WHAT TO PRODUCE
Gather each line in the rows below that contains the word "Mark", counting only matches with the same capitalization.

EXCERPTED DATA
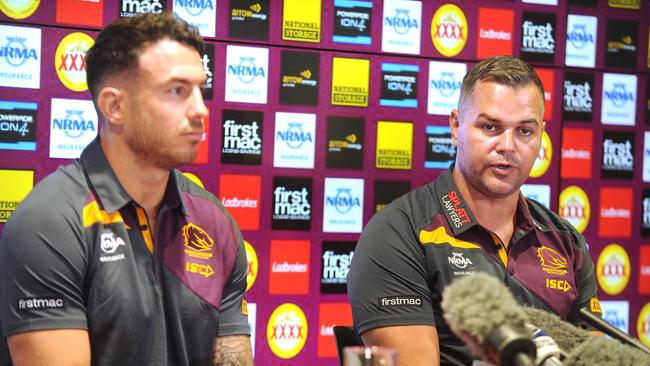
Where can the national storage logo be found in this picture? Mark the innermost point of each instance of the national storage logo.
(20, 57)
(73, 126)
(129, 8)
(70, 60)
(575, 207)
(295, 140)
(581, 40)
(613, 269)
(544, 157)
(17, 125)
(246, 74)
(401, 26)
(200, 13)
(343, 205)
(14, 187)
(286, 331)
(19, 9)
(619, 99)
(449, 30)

==

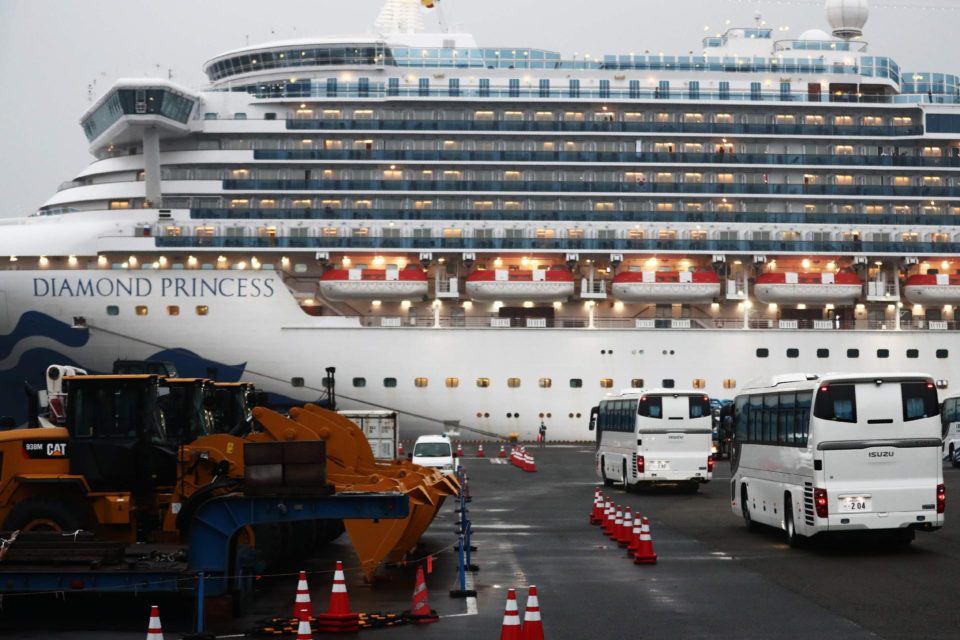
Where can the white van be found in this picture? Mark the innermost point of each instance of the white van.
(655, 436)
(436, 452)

---

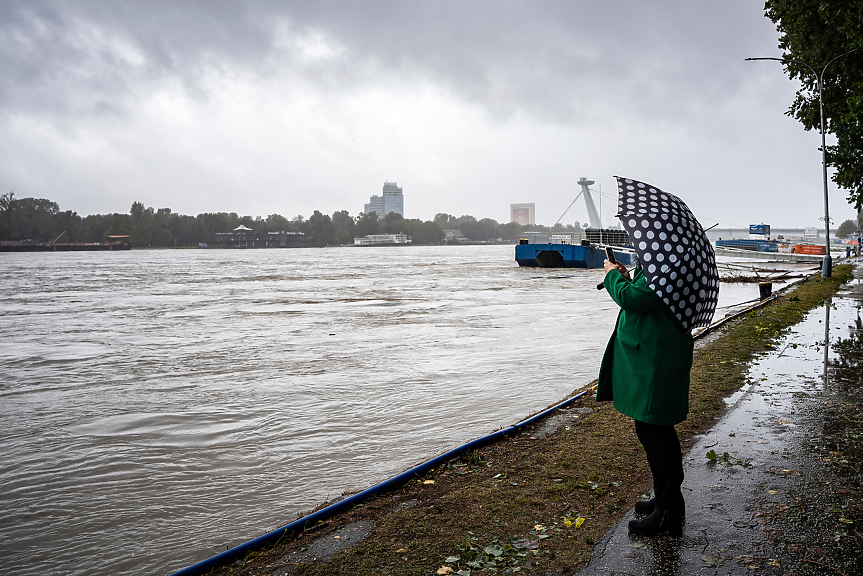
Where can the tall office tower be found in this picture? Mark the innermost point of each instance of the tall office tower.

TASK RESULT
Where can the national storage logo be found in this picture? Mark the innermost point of each instance of the national storage logo.
Where can the white van be found in this picture? Mark the innermost point of each instance of the white van.
Where can the tall office tower be found in this picture? Mark the innermost point of each instance of the tall office tower.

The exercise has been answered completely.